TASK DIRECTIONS: From the listing below, please restate exactly the lines beginning at the one with "Target: stone wall" and ending at the one with "office chair, response like this form", both included, and skip the pictures.

MATERIAL SUPPLIED:

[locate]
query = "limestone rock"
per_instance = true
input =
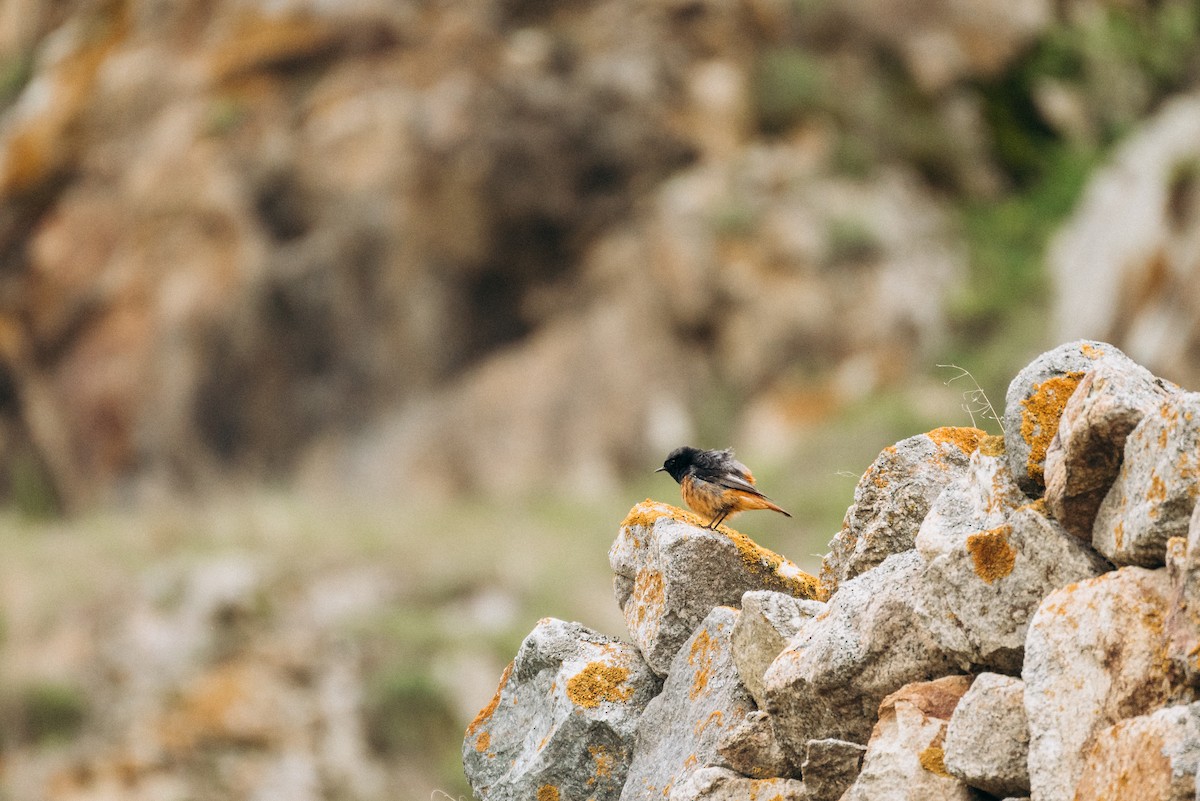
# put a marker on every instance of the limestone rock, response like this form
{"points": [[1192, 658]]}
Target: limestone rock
{"points": [[867, 643], [751, 748], [892, 498], [563, 717], [831, 766], [989, 565], [1035, 402], [671, 572], [1157, 487], [905, 759], [715, 783], [768, 621], [701, 700], [1183, 620], [988, 739], [1085, 456], [1095, 655], [1156, 754]]}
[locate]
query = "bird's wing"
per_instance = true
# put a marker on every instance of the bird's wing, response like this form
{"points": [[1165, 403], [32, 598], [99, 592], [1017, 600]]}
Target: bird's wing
{"points": [[735, 480]]}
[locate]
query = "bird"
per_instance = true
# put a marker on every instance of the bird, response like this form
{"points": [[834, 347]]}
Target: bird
{"points": [[714, 483]]}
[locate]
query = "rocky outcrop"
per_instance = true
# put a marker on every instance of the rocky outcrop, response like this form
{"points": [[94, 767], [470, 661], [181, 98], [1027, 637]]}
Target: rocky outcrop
{"points": [[904, 682]]}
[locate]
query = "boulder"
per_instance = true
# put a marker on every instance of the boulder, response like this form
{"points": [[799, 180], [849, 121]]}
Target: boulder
{"points": [[892, 499], [988, 739], [1156, 756], [905, 758], [1095, 655], [1035, 402], [715, 783], [702, 700], [563, 717], [1183, 619], [751, 748], [767, 624], [868, 643], [1157, 487], [990, 562], [831, 766], [671, 572], [1085, 456]]}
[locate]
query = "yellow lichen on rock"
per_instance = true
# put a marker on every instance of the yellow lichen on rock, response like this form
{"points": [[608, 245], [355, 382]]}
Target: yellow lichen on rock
{"points": [[993, 555], [1039, 416], [965, 438], [599, 682]]}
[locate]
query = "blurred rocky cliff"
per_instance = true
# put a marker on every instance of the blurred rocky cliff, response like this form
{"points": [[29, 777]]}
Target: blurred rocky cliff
{"points": [[370, 242]]}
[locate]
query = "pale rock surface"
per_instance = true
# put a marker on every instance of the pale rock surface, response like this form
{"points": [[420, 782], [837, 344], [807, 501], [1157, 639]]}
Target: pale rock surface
{"points": [[1183, 620], [1095, 655], [904, 758], [1085, 456], [1157, 487], [701, 700], [867, 644], [753, 750], [670, 572], [715, 783], [1036, 399], [1155, 756], [831, 766], [563, 717], [892, 499], [767, 624], [988, 739], [991, 556], [1131, 241]]}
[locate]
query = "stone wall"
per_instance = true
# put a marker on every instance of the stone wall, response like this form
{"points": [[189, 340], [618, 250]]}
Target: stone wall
{"points": [[1000, 616]]}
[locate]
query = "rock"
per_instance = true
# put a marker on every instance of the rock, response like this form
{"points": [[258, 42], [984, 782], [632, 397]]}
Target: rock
{"points": [[904, 760], [768, 621], [831, 766], [1156, 754], [988, 739], [1095, 655], [671, 572], [892, 499], [563, 717], [1085, 456], [1035, 402], [701, 700], [990, 562], [1183, 620], [867, 644], [1157, 487], [723, 784], [751, 748], [1129, 242]]}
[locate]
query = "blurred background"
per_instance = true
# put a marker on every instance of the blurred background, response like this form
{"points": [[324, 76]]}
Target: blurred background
{"points": [[336, 338]]}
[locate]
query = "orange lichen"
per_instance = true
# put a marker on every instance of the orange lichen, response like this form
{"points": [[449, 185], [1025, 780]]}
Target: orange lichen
{"points": [[703, 649], [993, 445], [648, 594], [933, 758], [605, 760], [994, 558], [599, 682], [966, 439], [486, 712], [1039, 416]]}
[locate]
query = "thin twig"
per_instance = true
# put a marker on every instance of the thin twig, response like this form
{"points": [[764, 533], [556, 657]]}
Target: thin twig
{"points": [[975, 401]]}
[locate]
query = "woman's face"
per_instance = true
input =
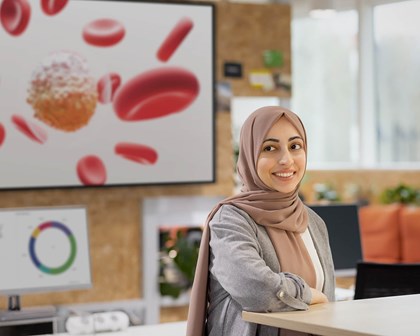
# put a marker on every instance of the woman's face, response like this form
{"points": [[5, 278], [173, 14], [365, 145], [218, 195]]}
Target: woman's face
{"points": [[282, 159]]}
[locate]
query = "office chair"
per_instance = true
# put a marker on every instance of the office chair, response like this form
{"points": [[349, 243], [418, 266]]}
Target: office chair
{"points": [[379, 280]]}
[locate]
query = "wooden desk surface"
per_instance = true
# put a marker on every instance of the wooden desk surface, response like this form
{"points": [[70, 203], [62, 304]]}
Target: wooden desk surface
{"points": [[390, 316]]}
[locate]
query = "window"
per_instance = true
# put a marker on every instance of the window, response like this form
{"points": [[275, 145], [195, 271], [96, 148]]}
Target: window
{"points": [[355, 83], [397, 54]]}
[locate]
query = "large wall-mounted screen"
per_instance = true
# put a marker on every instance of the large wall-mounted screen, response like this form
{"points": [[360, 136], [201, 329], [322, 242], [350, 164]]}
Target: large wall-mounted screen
{"points": [[105, 93]]}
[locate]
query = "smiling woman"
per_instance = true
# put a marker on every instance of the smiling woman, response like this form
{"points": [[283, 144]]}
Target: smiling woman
{"points": [[282, 160], [263, 249]]}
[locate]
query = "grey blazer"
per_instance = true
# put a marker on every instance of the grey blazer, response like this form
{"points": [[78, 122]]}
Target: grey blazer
{"points": [[244, 274]]}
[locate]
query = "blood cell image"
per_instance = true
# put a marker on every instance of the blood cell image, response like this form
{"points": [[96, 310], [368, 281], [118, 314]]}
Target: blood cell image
{"points": [[174, 39], [62, 92], [156, 93], [106, 86], [53, 7], [2, 134], [15, 15], [103, 32], [29, 129], [137, 153], [91, 170]]}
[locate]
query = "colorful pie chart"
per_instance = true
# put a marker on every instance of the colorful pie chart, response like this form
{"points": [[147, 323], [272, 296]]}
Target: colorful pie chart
{"points": [[39, 230]]}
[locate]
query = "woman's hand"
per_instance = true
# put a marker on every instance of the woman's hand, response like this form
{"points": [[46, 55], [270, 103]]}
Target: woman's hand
{"points": [[318, 297]]}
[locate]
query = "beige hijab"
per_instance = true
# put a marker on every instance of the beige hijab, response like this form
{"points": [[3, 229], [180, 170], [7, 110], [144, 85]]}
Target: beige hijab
{"points": [[283, 215]]}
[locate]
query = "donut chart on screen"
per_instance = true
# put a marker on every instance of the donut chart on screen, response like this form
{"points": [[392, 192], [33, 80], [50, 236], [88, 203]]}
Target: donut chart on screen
{"points": [[73, 247]]}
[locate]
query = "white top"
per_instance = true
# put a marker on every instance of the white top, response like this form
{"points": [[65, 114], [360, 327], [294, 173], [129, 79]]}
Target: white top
{"points": [[319, 272]]}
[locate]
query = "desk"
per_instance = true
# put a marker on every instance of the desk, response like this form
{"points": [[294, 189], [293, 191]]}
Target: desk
{"points": [[389, 316], [163, 329]]}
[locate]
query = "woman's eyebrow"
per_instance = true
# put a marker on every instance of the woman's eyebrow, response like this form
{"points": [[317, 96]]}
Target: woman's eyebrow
{"points": [[295, 137], [277, 140], [271, 139]]}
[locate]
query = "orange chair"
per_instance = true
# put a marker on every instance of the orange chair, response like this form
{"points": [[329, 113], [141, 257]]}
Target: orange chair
{"points": [[380, 233], [410, 234]]}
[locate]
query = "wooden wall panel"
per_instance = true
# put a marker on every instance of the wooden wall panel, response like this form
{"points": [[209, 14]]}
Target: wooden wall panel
{"points": [[244, 31], [371, 182]]}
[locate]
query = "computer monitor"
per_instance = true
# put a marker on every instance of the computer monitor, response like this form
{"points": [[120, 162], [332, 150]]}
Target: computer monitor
{"points": [[342, 223], [43, 250]]}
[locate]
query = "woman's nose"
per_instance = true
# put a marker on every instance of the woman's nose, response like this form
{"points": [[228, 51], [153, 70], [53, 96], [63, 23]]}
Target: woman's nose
{"points": [[285, 158]]}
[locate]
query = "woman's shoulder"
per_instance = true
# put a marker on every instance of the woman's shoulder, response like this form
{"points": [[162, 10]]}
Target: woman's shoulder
{"points": [[228, 213], [316, 222], [229, 210]]}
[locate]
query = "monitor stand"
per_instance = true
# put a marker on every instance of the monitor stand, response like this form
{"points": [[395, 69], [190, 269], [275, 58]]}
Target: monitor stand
{"points": [[14, 302], [15, 312]]}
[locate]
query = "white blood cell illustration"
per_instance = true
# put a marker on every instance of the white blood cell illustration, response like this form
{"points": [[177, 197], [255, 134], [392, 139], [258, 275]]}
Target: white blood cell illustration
{"points": [[62, 92]]}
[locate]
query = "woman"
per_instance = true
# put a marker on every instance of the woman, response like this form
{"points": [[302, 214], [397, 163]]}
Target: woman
{"points": [[262, 250]]}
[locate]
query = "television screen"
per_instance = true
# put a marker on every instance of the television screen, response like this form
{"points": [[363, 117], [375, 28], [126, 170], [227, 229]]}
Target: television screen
{"points": [[43, 250], [102, 92], [342, 221]]}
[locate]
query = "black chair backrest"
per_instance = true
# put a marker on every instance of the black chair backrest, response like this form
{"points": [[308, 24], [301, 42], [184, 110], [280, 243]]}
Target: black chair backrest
{"points": [[379, 280]]}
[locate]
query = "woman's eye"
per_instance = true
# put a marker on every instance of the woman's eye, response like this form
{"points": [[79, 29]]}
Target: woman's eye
{"points": [[268, 148]]}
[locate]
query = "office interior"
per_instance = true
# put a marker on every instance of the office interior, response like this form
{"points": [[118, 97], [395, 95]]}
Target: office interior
{"points": [[358, 169]]}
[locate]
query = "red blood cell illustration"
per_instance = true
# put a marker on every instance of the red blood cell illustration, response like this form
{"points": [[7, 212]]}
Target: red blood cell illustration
{"points": [[107, 86], [156, 93], [91, 170], [174, 39], [137, 153], [103, 32], [52, 7], [2, 134], [14, 16], [31, 130]]}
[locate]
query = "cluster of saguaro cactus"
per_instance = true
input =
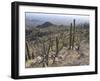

EXPECTED ANSWER:
Target: stone wall
{"points": [[1000, 616]]}
[locate]
query = "rock"
per_instance = true
# put a marker on every instance of the rock, response like this form
{"points": [[258, 42], [984, 782], [632, 397]]}
Target: rock
{"points": [[904, 760], [768, 621], [831, 766], [1156, 754], [988, 739], [1095, 655], [671, 572], [892, 499], [563, 717], [1085, 456], [1035, 402], [701, 700], [990, 562], [1183, 620], [867, 644], [1157, 487], [723, 784], [751, 748], [1129, 242]]}
[locate]
query = "blurred background"
per_instance = true
# put a marker on every instance of the blurred background, response like this form
{"points": [[324, 76]]}
Target: blurred background
{"points": [[336, 338]]}
[locate]
query = "orange lichen"
per_instance = true
# put a marker on every instance of the orange lichen, response like this form
{"points": [[449, 185], [1025, 780]]}
Target: orange lichen
{"points": [[703, 649], [993, 445], [648, 594], [933, 758], [605, 760], [994, 558], [599, 682], [966, 439], [486, 712], [1039, 416]]}
[locate]
query = "thin twig"
per_instance = true
# put a marker on every instance of the thin twig, response like this form
{"points": [[764, 533], [556, 657]]}
Target: thin twig
{"points": [[975, 401]]}
[locate]
query = "woman's face"
per_instance = true
input =
# put a marker on every instance of the woman's face, response like this form
{"points": [[5, 278], [173, 14], [365, 145], [218, 195]]}
Target: woman's face
{"points": [[282, 159]]}
[locate]
query = "office chair"
per_instance = true
# put a marker on every instance of the office chair, response like this form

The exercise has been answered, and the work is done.